Output only these lines, set down exactly: the one containing "class: stamen ; detect_all=true" and each line after it through the end of the records.

*** Supplied information Section Begins ***

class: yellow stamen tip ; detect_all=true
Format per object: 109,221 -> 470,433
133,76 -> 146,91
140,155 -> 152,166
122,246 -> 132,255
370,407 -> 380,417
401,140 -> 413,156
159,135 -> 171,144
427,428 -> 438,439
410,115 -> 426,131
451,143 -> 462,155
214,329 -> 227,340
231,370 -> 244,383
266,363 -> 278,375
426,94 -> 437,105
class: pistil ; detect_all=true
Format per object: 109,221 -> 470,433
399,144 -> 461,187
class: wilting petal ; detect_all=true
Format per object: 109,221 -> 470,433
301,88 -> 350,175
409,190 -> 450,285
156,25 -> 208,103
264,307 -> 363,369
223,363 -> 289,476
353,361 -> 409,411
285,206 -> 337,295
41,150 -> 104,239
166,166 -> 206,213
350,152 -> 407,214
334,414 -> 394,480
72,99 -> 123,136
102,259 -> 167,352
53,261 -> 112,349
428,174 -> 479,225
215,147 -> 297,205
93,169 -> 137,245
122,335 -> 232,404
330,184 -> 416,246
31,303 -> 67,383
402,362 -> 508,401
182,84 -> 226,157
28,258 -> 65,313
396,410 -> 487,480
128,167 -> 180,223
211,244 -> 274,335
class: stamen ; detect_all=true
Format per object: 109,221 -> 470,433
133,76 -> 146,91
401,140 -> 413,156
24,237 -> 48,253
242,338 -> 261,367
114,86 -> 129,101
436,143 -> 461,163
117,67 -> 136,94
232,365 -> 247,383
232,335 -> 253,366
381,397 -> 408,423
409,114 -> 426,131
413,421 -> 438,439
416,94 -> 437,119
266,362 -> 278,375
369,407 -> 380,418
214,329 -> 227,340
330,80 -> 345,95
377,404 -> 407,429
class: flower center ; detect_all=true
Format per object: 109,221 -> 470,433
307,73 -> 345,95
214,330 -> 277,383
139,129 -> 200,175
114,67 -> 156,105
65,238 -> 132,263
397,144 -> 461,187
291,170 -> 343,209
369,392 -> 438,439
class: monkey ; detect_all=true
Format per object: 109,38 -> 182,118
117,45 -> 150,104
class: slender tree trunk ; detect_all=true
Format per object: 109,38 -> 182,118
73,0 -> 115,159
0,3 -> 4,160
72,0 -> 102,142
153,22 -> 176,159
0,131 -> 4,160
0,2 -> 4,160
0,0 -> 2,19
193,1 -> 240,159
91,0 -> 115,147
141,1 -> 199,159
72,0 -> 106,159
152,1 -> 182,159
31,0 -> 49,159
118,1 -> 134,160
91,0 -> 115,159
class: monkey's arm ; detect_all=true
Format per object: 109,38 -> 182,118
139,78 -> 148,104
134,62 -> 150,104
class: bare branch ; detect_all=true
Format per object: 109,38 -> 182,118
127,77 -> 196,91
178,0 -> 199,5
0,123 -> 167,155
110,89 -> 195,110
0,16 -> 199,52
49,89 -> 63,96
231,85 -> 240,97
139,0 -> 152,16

*** Supplied information Section Ends ***

### Exercise answer
class: stamen ; detect_all=true
Format per object: 109,221 -> 470,433
133,76 -> 146,91
401,140 -> 413,156
24,237 -> 48,253
242,338 -> 261,367
114,86 -> 129,101
436,143 -> 461,163
117,67 -> 136,94
232,365 -> 247,383
232,335 -> 253,366
381,397 -> 408,423
409,114 -> 426,131
413,421 -> 438,439
416,94 -> 437,119
266,362 -> 278,375
369,407 -> 380,418
214,329 -> 227,340
330,80 -> 345,95
377,404 -> 407,429
class: flower center ; detect_all=true
Format per object: 109,221 -> 470,433
307,73 -> 345,95
214,330 -> 277,383
139,129 -> 200,175
114,67 -> 156,105
65,238 -> 132,263
397,144 -> 461,187
291,170 -> 343,209
369,392 -> 438,439
class: monkey ; detect_all=true
Format per object: 109,38 -> 182,118
117,45 -> 150,104
class: slender tree trunk ; detect_all=true
Format per object: 109,38 -> 182,118
73,0 -> 115,159
0,3 -> 4,160
72,0 -> 102,142
153,22 -> 176,159
0,131 -> 4,160
0,2 -> 4,160
0,0 -> 2,19
193,1 -> 240,159
91,0 -> 115,147
141,1 -> 199,159
72,0 -> 106,159
152,1 -> 182,159
31,0 -> 49,159
118,1 -> 134,160
91,0 -> 115,159
class: monkey's arm ; detect_all=true
Format per object: 109,38 -> 182,118
139,78 -> 148,104
134,62 -> 150,104
class: bare branch ; detect_all=true
Format per object: 109,38 -> 182,118
127,77 -> 196,91
178,0 -> 199,5
0,123 -> 167,155
110,89 -> 195,110
0,16 -> 199,52
49,89 -> 63,96
231,85 -> 240,97
139,0 -> 152,16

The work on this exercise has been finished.